### Data section
====
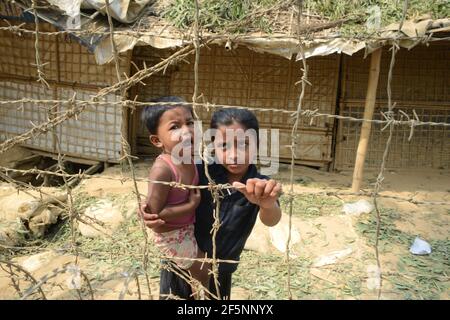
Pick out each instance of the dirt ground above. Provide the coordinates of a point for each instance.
(332, 255)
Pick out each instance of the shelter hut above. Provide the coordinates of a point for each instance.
(258, 69)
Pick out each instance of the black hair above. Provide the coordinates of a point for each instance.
(227, 116)
(152, 113)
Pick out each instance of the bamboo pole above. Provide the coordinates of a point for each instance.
(369, 107)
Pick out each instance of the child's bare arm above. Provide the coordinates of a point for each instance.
(171, 212)
(157, 195)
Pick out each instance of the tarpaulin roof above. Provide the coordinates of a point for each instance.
(140, 25)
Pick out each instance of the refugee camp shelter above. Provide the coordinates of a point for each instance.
(253, 70)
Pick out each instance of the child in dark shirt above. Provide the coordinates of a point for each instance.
(253, 194)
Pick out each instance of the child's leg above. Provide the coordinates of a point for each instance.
(200, 270)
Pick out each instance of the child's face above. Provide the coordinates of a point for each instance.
(234, 151)
(175, 126)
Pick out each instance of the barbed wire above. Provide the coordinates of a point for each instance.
(196, 42)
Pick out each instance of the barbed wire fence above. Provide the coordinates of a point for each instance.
(77, 107)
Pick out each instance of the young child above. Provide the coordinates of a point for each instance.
(169, 126)
(255, 195)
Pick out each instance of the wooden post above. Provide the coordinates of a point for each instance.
(369, 106)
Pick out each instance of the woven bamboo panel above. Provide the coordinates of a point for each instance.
(428, 148)
(77, 65)
(421, 80)
(16, 119)
(18, 57)
(63, 59)
(95, 133)
(421, 74)
(9, 9)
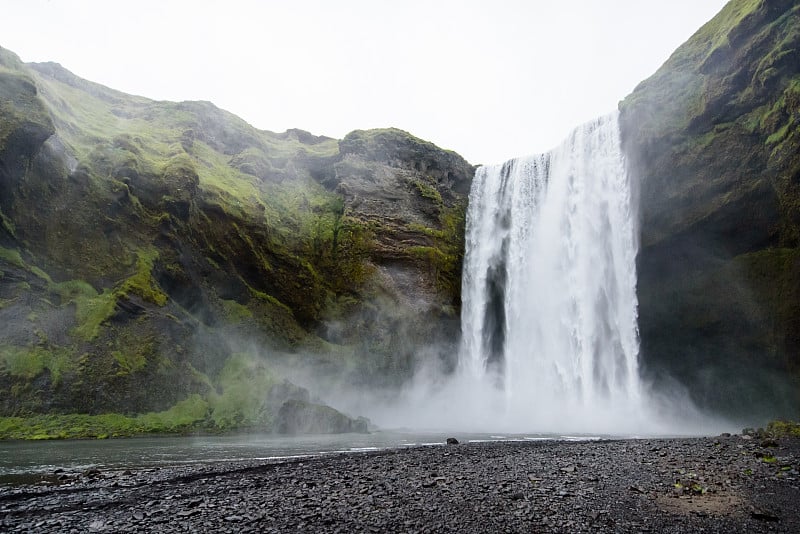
====
### Task goal
Rewrite all of the data above, replacing each "instance" with "occurrence" and changing nothing else. Leave the pictures out.

### The completed task
Pick out each occurrence of the dirt ground above. Provide the coordinates of a point for each occurrence.
(332, 255)
Pick out each occurrence of the shelter hut above. Provide the coordinates of a point for each occurrence.
(258, 69)
Pick out each occurrence of the black hair above. Provide the coordinates of a point for each occurrence.
(227, 116)
(152, 113)
Pick out each occurrence of the bamboo pole above. Provide the coordinates of a point for each occurrence.
(369, 107)
Pick out each occurrence of the child's bare arm above. Provide the coordinates of a point for each occurrence.
(171, 212)
(157, 195)
Pick out each occurrence of the tarpaulin roof above. Provide the coordinates of a point for each occurrence.
(140, 25)
Pick out each occurrence of the refugee camp shelter above. Provide the coordinates of a point for each occurrence.
(253, 70)
Pick out each occurrence of the child in dark shirt above. Provide the coordinates of a point for each occurrence.
(253, 194)
Pick out each occurrence of the child's leg above. Provide the coordinates of a point for each occurrence.
(200, 270)
Pick out each occurrence of the child's face above. Provide the coordinates of a point for each occurrence.
(234, 151)
(175, 126)
Pick out each occurrence of the barbed wire above. Provide the coordinates of a point for each occurrence.
(196, 42)
Pick out each occurrence of the barbed wire fence above. Provide the coordinates of a point for each occurrence.
(77, 107)
Pick out each occurrence of the young child above. Provide the coordinates of a point for each occurrence.
(169, 126)
(255, 195)
Pick out each occurrence of the wooden post above. Provide the coordinates of a point for each occurrence.
(369, 106)
Pick out each occurrence of the woven bamboo panel above. Provide the coordinates of a point for each occurrence.
(428, 148)
(77, 65)
(421, 80)
(16, 119)
(18, 57)
(63, 59)
(95, 133)
(421, 74)
(9, 9)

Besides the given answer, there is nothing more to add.